▶ _Your goal_:
Please put every line from the one containing "Mark every instance of the wildflower" through the end of the rows into a Markdown table with the columns Nr and Line, numbering each line and omitting blank lines.

[Rows from a collection]
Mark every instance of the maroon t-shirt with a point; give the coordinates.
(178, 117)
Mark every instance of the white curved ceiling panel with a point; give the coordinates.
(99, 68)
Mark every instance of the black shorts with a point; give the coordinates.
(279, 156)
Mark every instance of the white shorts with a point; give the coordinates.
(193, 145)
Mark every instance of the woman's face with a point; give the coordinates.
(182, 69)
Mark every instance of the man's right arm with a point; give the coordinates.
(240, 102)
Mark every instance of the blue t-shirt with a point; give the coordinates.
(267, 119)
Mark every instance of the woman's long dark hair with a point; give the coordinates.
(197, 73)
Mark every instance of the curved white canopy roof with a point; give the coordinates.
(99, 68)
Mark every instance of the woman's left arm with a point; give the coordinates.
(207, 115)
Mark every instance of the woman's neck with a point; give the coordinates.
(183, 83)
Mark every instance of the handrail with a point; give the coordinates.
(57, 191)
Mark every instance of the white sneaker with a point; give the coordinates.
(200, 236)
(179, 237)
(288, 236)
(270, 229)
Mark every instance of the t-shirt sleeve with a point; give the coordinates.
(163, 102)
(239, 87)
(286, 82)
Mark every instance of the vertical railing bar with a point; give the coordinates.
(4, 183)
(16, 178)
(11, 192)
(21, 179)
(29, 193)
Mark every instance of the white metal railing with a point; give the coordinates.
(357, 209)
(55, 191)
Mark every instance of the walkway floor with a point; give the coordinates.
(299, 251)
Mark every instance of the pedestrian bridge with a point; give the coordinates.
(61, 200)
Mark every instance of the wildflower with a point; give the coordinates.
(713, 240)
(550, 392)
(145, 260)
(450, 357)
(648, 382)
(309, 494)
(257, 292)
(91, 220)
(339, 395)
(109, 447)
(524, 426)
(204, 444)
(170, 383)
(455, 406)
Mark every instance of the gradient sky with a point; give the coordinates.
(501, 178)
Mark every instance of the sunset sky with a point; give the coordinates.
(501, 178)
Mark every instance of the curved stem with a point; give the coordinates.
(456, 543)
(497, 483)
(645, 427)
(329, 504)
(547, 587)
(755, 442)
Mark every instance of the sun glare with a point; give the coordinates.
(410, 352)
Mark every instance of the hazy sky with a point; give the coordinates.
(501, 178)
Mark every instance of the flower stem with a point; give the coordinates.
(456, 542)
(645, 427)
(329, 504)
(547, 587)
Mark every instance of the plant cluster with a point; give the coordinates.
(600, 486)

▶ _Answer in full_:
| Nr | Line |
|---|---|
| 1 | Mark every instance of the wildflower with a point; give the coordinates. |
| 2 | (713, 240) |
| 3 | (550, 392) |
| 4 | (145, 260) |
| 5 | (450, 357) |
| 6 | (648, 382) |
| 7 | (309, 494) |
| 8 | (257, 292) |
| 9 | (91, 220) |
| 10 | (339, 395) |
| 11 | (109, 447) |
| 12 | (524, 426) |
| 13 | (204, 444) |
| 14 | (170, 383) |
| 15 | (455, 406) |
| 16 | Mark every instance of the gradient sky with a point; give the coordinates. |
| 17 | (501, 178) |
| 18 | Mark every instance of the sunset sky with a point; give the coordinates. |
| 19 | (501, 178) |
| 20 | Mark every instance of the curved stem with a point; give the coordinates. |
| 21 | (456, 543) |
| 22 | (497, 483) |
| 23 | (645, 427) |
| 24 | (329, 504) |
| 25 | (547, 587) |
| 26 | (755, 442) |
| 27 | Mark every instance of the sun glare with a point; give the coordinates. |
| 28 | (410, 352) |
| 29 | Mark every instance of the hazy sky with a point; give the coordinates. |
| 30 | (501, 178) |
| 31 | Mark every instance of the flower stem with a point; give the coordinates. |
| 32 | (456, 542) |
| 33 | (645, 427) |
| 34 | (329, 504) |
| 35 | (547, 587) |
| 36 | Mark every instance of the plant cluster with a point; give the coordinates. |
| 37 | (600, 486) |